EXCERPT:
[Start of Attachment]

University of Georgia

Use of biochar (charcoal) to replenish soil carbon pools, restore soil fertility and sequester CO2

Submission by the United Nations Convention to Combat Desertification
4th Session of the Ad Hoc Working Group on Long-term Cooperative Action under the
Convention (AWG-LCA 4), Poznan, 1-10 December 2008
Submission containing ideas and proposals on Paragraph 1 of the Bali Action Plan:
Use of biochar (charcoal) to replenish soil carbon pools, restore soil fertility and sequester CO2

Abstract

The world's soils hold more organic carbon than that held by the atmosphere as CO2 and vegetation, yet the role of the soil in capturing and storing carbon dioxide is often one missing information layer in taking into consideration the importance of the land in mitigating climate change. Extraordinary demands are being placed on agricultural systems to produce food, fiber and energy and yet the inevitable changes in the flow of carbon into or out of soils have significant effect on a global scale. Biomass burning and the removal of crop residues reduce carbon in soil and vegetation, which has implications for soil fertility and the global carbon cycle.
The land has an unparalleled capacity to hold carbon and to act as a sink for green house gases making it imperative to focus on activities that enhances rehabilitation, protection and sustainable management of degraded lands. Conventional means to increase soil carbon stocks depend on climate, soil type and site specific management. Over the years, most efforts to manage greenhouse gases have involved planting trees, since the amount of carbon that can be sequestered in this way is substantial. However, the drawback of conventional carbon enrichment is that this carbon-sink option is of limited duration. The associated humus enrichment follows a saturation curve, approaching a new equilibrium level after some 50 to 100 years. The new carbon level drops rapidly again as soon as the required careful management is no longer sustained.

There exist opportunities to include sustainable land management processes and in particular the use of biochar into the CDM negotiation process through focused policy actions that include institutional synergy as well as better understanding of the sustainability cost-benefit of Biochar. This process could be undertaken starting in Poznan and towards the Copenhagen agreement.
Pyrolysis (of agricultural residues resulting in charcoal and energy production) with biochar carbon sequestration provides a tool to combine sustainable soil management (carbon sequestration) and renewable energy production. The process of pyrolysis or carbonization is known globally and can be implemented at both small scale (e.g. cooking stove) and large scale levels (e.g. biorefinery).

[End of Attachment]

EXERCISE DATA:
[Start of Attachment]

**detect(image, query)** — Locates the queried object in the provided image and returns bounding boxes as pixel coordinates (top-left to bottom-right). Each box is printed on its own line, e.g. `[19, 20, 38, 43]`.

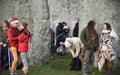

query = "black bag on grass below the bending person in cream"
[70, 57, 82, 71]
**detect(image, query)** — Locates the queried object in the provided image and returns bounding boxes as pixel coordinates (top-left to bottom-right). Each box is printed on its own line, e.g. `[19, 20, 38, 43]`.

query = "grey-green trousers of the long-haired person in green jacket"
[82, 50, 94, 73]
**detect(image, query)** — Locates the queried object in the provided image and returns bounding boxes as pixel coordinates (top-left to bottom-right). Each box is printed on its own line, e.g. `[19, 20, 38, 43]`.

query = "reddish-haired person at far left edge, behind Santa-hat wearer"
[0, 20, 10, 70]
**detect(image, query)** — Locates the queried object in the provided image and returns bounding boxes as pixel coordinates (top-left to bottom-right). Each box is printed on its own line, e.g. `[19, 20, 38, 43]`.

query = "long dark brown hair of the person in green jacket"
[87, 20, 97, 40]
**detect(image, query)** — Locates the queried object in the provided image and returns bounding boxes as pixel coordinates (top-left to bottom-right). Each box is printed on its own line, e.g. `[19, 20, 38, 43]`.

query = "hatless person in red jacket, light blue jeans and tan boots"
[18, 22, 31, 75]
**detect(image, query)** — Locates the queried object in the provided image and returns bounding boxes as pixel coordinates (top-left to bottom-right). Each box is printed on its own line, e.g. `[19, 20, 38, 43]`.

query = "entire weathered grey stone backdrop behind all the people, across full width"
[0, 0, 120, 67]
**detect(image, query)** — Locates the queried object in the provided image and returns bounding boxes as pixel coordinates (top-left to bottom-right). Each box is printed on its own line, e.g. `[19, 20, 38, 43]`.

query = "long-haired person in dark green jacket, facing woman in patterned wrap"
[80, 20, 99, 75]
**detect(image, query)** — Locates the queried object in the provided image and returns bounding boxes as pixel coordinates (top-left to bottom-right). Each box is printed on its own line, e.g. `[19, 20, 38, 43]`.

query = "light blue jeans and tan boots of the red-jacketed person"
[20, 52, 28, 73]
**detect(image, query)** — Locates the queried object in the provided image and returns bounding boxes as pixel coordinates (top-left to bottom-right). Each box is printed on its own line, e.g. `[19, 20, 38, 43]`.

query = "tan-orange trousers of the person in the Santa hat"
[10, 47, 18, 72]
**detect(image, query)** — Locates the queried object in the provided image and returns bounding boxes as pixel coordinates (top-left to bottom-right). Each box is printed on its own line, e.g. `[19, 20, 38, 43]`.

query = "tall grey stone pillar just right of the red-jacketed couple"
[30, 0, 50, 65]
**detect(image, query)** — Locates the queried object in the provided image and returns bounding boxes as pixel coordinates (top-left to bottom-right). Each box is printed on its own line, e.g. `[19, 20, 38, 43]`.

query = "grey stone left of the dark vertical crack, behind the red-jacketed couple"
[0, 0, 50, 65]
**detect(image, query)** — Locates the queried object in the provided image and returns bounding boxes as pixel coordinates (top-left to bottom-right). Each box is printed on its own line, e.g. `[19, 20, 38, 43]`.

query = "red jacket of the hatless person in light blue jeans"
[18, 29, 30, 52]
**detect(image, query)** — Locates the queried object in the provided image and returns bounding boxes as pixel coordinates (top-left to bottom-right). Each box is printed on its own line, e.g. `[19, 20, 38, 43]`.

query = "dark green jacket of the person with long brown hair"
[80, 27, 99, 50]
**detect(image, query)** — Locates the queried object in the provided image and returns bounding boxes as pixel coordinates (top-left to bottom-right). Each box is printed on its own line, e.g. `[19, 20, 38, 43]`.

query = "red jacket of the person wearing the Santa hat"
[7, 26, 19, 47]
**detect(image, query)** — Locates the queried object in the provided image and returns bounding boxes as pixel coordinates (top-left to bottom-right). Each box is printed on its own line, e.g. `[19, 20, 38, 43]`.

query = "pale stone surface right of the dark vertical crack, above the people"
[48, 0, 120, 67]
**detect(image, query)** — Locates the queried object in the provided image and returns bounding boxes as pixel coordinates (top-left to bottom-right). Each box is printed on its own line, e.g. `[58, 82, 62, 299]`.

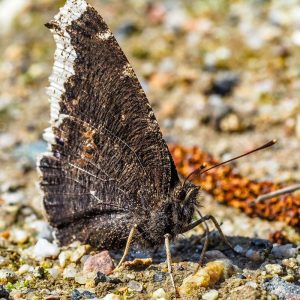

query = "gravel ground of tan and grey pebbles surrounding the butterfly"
[0, 0, 300, 300]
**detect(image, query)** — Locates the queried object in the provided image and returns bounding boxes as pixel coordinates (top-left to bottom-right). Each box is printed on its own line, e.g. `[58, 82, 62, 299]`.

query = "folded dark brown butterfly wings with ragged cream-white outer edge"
[38, 0, 178, 248]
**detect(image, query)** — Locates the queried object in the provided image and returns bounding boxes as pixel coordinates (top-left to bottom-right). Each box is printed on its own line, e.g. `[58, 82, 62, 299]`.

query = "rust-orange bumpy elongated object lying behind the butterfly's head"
[169, 145, 300, 229]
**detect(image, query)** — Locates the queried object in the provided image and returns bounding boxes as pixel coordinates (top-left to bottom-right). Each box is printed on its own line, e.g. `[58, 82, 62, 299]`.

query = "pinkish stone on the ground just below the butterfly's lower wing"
[83, 251, 114, 275]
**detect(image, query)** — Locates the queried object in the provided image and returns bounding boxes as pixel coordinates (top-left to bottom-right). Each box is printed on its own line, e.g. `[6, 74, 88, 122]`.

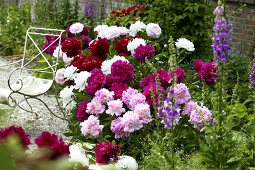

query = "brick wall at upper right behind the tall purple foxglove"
[227, 0, 255, 57]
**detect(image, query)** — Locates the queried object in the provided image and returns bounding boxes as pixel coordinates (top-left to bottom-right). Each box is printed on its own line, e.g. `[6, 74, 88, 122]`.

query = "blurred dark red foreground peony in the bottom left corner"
[0, 126, 31, 148]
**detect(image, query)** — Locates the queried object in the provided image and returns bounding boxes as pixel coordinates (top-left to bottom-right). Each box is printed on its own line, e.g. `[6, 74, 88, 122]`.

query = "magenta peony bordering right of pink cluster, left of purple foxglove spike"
[143, 82, 165, 106]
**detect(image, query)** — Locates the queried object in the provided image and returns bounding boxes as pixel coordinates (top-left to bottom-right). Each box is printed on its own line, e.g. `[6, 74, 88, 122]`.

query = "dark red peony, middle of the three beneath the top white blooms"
[89, 37, 110, 60]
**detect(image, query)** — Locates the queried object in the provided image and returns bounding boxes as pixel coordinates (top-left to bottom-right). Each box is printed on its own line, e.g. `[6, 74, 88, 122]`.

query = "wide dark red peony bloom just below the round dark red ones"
[70, 54, 102, 72]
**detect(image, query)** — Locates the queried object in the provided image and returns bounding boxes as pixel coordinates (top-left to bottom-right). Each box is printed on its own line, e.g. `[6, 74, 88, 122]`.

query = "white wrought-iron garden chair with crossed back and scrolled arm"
[3, 27, 68, 121]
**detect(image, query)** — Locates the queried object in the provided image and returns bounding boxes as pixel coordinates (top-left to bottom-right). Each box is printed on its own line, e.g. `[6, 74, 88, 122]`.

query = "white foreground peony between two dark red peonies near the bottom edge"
[69, 145, 89, 166]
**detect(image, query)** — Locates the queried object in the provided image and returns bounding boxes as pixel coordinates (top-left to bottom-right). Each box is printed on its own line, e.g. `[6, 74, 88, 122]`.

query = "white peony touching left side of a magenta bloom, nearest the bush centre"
[74, 71, 91, 91]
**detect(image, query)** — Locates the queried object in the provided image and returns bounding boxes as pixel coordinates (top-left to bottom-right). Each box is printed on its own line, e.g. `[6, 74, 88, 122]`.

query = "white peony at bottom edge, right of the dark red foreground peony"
[115, 156, 138, 170]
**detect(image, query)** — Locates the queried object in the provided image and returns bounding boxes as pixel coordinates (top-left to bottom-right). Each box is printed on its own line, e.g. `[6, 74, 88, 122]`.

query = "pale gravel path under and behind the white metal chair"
[0, 57, 67, 143]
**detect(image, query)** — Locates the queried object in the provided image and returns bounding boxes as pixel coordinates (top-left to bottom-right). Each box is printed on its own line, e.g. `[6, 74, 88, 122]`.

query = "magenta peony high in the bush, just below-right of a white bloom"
[133, 45, 155, 63]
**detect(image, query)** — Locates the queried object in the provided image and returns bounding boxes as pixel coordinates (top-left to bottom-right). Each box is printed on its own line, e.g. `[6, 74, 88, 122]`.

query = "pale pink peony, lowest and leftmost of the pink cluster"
[80, 115, 104, 137]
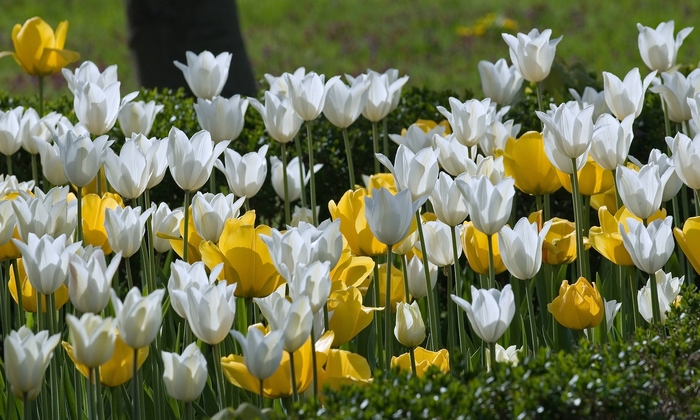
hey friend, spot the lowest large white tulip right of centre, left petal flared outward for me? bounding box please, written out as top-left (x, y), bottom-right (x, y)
top-left (450, 284), bottom-right (515, 343)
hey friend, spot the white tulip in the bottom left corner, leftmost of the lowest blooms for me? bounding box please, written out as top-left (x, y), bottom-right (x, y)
top-left (4, 325), bottom-right (61, 401)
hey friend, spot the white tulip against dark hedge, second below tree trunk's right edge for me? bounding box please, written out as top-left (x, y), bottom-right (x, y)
top-left (214, 144), bottom-right (266, 200)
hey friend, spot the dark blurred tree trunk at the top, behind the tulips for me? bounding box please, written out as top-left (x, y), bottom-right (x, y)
top-left (126, 0), bottom-right (257, 98)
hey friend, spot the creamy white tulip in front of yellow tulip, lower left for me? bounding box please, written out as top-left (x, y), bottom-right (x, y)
top-left (66, 313), bottom-right (117, 369)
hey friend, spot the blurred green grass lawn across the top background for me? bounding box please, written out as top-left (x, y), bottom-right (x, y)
top-left (0, 0), bottom-right (700, 100)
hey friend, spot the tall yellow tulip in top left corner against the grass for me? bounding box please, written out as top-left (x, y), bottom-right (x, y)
top-left (0, 17), bottom-right (80, 76)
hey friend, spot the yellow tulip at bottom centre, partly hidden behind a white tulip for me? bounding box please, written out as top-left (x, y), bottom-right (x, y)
top-left (221, 332), bottom-right (333, 398)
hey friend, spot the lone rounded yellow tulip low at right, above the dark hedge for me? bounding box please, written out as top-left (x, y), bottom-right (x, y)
top-left (547, 277), bottom-right (605, 330)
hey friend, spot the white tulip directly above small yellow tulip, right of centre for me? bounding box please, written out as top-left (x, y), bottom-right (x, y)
top-left (455, 176), bottom-right (515, 235)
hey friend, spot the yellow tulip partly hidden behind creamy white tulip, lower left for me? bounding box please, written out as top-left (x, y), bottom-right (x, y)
top-left (62, 329), bottom-right (150, 387)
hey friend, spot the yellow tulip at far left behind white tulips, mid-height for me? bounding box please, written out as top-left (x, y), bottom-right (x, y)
top-left (83, 193), bottom-right (124, 255)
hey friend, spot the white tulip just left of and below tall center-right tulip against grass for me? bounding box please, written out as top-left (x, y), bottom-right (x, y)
top-left (479, 58), bottom-right (523, 106)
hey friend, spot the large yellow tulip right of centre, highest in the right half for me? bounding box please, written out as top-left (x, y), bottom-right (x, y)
top-left (502, 131), bottom-right (561, 195)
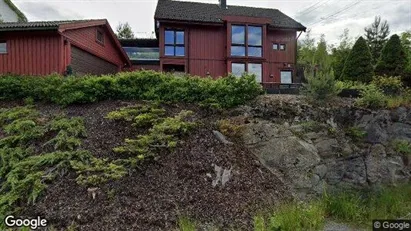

[End of Attachment]

PROBLEMS TO WORK ON:
1. Decide whether each statement agrees with the biochar submission. Answer yes or no, and quote the words from the submission that settle it.
(a) The world's soils hold more organic carbon than the atmosphere as CO2 and vegetation together.
(b) Under conventional carbon enrichment, humus approaches a new equilibrium level after some 10 to 20 years.
(c) Pyrolysis can be carried out only at large scale.
2. Write out everything in the biochar submission from "There exist opportunities" down to "the Copenhagen agreement.", keeping the wording unchanged.

ANSWER SECTION:
1.
(a) Yes: "The world's soils hold more organic carbon than that held by the atmosphere as CO2 and vegetation"
(b) No: "approaching a new equilibrium level after some 50 to 100 years"
(c) No: "can be implemented at both small scale (e.g. cooking stove) and large scale levels (e.g. biorefinery)"

2.
There exist opportunities to include sustainable land management processes and in particular the use of biochar into the CDM negotiation process through focused policy actions that include institutional synergy as well as better understanding of the sustainability cost-benefit of Biochar. This process could be undertaken starting in Poznan and towards the Copenhagen agreement.